(Data excerpts)
---

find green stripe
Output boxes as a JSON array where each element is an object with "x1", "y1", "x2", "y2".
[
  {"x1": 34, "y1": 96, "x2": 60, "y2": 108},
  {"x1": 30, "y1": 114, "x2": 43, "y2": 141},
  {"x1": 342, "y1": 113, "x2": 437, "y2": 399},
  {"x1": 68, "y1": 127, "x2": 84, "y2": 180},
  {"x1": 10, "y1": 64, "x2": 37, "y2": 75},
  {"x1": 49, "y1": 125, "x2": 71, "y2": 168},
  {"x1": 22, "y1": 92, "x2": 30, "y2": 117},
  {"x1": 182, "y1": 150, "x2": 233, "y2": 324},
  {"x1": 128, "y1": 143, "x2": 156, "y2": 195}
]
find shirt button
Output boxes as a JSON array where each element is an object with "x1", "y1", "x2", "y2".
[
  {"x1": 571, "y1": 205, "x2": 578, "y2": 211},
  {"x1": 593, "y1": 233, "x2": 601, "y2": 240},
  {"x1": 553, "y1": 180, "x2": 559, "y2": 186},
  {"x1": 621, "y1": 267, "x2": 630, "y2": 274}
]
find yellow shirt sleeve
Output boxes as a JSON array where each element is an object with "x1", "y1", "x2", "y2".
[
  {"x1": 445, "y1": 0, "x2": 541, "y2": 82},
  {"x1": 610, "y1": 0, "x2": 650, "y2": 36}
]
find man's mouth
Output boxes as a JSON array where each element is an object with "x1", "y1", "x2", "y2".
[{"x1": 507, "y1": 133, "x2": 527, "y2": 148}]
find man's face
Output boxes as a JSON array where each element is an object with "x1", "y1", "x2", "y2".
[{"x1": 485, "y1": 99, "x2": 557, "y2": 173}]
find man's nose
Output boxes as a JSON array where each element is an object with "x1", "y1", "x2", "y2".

---

### TASK TO CARRY OUT
From the line containing "find man's face" down to the last line of the data above, copy every line exactly; leave out all other lines.

### RESPONSE TO THIS EXERCISE
find man's face
Output boxes as a JSON array where each element is an object with "x1", "y1", "x2", "y2".
[{"x1": 485, "y1": 99, "x2": 557, "y2": 173}]
find man's nose
Output boxes as a JSON array where each element is an object with "x1", "y1", "x2", "y2".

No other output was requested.